Metro

Obama rejects Bloomberg-style soda tax in new healthy-food guidelines

WASHINGTON – There will be no push for a Mike Bloomberg-style soda tax from the Obama Administration’s forthcoming healthy food guidelines.

Health and Human Services Secretary Sylvia Burwell told the House Agriculture Committee Wednesday that despite an advisory panel urging in February that sugary soda drinks be taxed to cut consumption, that would not be part of new dietary guidelines being issued this year.

“We do not believe that that is something in scope of the work that we are doing,” Burwell told the committee.

When he was mayor, Bloomberg tried — and failed — to limit soda sales first through a tax and then through portion limits.

In other testimony, Agriculture Secretary Tom Vilsack said the advisory panel’s recommendations for environmentally sustainable foods were also being scrapped.

“That’s not within the scope. It’s not dietary. It’s not nutrition and it doesn’t belong in this context,” Vilsack said of the tax and sustainable-eating suggestions.

“There’s probably many other ways in which that conversation should be taken and should be had.”

Dr. Thomas Farley, Bloom­berg’s health commissioner, urged the feds to reconsider making sodas more expensive.

“A soda tax is the simplest way to reduce consumption of sugary drinks, which are the biggest single contributor to the obesity epidemic in this country,” the architect behind Bloomberg’s anti-soda push told The Post.

Rep. Austin Scott (R-Ga.) questioned why the soda tax was even mentioned in the advisory committee’s report.

“When I see issues like tax on sodas and other things being recommended it seems to me that ideology is taking precedent over science and that creates a tremendous credibility gap,” Scott said.

Dr. Barbara Millen, who chaired the Dietary Guidelines Advisory Committee that touted the soda tax, defended the recommendations and downplayed any controversy as misguided.

“As long as we keep bogged down in very narrowly focused issues that detract from the bigger picture, we won’t make any headway and that would really be unfortunate” when millions are suffering from preventable diseases,” Millen told The Post.

The dietary guidelines are released every five years and affect everything from food labels, doctors’ advice and school lunches. The advisory committee recommended a diet rich in fruits and vegetables and limited in red meat, added sugar and sodium. The final guidelines are expected in December.

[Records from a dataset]
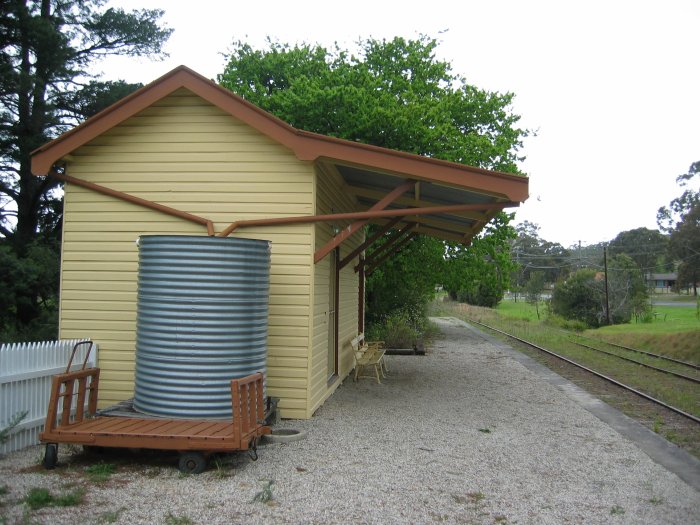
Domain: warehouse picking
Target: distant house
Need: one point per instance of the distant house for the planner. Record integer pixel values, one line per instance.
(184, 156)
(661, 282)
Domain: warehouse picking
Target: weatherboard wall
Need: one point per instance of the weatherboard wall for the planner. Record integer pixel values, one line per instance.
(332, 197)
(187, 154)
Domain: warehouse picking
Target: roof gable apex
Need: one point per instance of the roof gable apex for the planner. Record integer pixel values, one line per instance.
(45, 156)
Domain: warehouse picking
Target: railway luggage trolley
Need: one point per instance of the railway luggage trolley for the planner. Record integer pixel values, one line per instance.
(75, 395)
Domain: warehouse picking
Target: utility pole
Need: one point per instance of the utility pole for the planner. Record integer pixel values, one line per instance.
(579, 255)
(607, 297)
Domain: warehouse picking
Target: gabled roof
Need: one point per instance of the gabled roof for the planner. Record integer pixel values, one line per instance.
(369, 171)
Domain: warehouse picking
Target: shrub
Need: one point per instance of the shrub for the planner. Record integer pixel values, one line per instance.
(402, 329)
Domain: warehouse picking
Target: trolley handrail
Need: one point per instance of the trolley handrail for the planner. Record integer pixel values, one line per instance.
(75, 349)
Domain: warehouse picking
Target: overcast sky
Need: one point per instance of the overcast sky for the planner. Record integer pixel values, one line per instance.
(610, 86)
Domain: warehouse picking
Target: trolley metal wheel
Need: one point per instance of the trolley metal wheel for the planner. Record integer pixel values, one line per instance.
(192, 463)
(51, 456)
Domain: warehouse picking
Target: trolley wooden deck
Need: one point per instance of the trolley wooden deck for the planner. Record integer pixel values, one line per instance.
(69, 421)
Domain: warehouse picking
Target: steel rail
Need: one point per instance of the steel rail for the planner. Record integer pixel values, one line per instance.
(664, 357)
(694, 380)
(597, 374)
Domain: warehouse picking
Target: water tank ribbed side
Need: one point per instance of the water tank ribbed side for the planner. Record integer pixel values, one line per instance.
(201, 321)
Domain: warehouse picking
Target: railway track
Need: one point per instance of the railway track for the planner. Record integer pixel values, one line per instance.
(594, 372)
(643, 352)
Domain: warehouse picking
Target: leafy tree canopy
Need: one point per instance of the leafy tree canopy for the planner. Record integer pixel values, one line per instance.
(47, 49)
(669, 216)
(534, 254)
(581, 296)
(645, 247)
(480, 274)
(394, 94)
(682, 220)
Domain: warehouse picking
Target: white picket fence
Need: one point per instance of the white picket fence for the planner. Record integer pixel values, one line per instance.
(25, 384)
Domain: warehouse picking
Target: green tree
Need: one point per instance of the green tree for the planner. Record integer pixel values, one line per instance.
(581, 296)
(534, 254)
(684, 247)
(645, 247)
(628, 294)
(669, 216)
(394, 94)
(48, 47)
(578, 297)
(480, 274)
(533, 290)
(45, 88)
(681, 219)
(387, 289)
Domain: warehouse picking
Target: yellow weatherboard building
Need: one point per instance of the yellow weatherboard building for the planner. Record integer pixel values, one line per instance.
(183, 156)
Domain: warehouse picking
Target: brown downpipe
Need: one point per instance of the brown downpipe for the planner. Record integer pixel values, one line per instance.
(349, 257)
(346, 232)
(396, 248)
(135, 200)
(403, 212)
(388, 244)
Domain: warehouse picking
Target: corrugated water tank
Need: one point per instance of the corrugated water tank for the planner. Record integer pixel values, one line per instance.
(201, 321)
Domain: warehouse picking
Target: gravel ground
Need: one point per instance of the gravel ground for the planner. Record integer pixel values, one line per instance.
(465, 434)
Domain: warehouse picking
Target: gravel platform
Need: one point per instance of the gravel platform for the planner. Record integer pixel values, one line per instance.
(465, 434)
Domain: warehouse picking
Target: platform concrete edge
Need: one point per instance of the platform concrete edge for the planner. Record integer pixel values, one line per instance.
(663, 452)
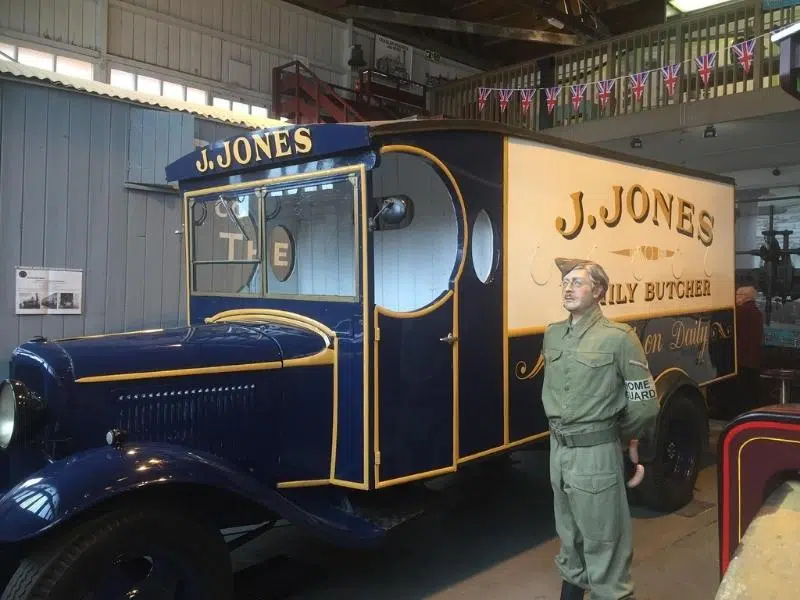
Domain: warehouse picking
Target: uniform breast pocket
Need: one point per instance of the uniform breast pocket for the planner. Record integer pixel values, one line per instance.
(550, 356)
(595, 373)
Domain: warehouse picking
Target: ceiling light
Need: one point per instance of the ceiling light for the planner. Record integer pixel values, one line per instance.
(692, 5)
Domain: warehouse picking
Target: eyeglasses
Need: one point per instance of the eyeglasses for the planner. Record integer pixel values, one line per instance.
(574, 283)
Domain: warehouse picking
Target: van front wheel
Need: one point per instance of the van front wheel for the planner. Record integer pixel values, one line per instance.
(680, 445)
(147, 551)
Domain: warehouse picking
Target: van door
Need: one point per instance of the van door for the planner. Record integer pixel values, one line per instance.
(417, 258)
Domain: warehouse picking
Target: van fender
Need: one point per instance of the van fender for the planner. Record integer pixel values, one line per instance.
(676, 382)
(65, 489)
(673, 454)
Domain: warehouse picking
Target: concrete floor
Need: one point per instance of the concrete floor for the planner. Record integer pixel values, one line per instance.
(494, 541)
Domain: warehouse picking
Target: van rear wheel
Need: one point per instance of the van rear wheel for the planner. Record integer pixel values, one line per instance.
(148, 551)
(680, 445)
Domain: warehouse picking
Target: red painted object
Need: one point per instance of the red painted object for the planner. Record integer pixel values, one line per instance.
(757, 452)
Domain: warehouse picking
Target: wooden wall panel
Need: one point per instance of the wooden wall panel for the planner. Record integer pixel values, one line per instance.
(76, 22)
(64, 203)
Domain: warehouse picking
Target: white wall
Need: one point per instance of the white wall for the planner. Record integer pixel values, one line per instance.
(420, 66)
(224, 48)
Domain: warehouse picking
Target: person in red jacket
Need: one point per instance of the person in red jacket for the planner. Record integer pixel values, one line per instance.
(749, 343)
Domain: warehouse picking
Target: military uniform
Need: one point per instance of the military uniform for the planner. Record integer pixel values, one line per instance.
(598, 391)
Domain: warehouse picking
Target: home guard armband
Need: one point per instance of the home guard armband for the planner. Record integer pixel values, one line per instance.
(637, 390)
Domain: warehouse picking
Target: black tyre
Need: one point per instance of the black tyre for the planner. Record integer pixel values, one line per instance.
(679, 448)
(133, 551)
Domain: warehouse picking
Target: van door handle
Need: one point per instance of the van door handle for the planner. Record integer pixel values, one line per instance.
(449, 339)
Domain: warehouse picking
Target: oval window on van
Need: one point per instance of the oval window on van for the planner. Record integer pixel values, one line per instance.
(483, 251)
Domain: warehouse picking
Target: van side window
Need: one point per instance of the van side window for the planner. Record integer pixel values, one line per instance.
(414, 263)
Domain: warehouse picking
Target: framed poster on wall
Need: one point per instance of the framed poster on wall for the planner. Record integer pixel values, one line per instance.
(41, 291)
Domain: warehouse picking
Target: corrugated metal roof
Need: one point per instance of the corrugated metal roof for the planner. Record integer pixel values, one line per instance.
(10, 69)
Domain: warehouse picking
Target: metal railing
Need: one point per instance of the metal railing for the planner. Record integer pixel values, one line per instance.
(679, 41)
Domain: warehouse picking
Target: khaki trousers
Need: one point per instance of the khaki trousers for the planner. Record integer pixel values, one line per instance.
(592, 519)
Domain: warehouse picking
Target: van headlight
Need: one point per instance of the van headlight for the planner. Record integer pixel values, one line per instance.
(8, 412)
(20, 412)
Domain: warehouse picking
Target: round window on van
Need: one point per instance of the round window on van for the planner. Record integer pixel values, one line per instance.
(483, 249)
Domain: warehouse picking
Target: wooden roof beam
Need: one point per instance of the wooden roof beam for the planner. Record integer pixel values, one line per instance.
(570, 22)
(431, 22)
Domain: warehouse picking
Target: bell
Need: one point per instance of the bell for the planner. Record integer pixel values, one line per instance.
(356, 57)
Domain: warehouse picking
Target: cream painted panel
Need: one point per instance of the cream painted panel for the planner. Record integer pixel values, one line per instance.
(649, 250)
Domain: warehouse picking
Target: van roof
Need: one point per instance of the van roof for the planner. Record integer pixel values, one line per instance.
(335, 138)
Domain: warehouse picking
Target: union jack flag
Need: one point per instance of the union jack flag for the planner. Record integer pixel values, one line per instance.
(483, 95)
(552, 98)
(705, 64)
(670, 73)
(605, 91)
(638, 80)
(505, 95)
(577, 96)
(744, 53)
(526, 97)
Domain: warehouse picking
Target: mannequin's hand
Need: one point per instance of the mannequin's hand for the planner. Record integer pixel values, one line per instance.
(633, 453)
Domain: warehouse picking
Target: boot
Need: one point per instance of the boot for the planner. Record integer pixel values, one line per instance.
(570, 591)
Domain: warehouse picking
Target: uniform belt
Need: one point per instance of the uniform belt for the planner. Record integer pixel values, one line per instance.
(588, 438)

---

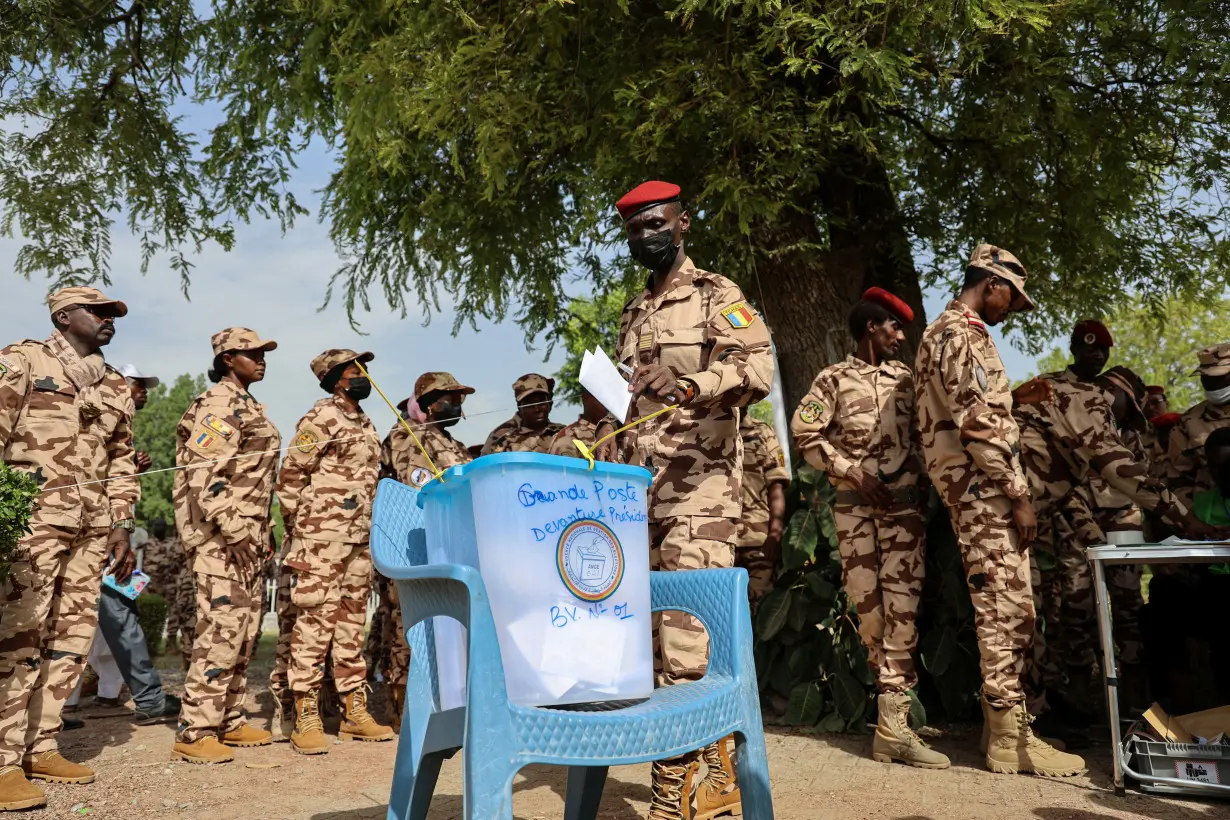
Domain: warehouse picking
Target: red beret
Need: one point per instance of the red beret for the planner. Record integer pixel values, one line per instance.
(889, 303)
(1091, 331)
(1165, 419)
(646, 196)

*WHAT YOU NEED TO DO*.
a - In the soda tax article, rewrite the passage from "In other testimony, Agriculture" up to and including "and sustainable-eating suggestions.", changing "scrapped" to "dropped".
b - Condense the paragraph of the soda tax article that begins "The dietary guidelines are released every five years" into a shorter version that keeps its main facts.

*SOLUTION LIST*.
a -
In other testimony, Agriculture Secretary Tom Vilsack said the advisory panel’s recommendations for environmentally sustainable foods were also being dropped.

“That’s not within the scope. It’s not dietary. It’s not nutrition and it doesn’t belong in this context,” Vilsack said of the tax and sustainable-eating suggestions.

b - Released every five years, the dietary guidelines shape food labels, doctors' advice and school lunches. The advisory committee recommended a diet rich in fruits and vegetables and limited in red meat, added sugar and sodium. The final guidelines are expected in December.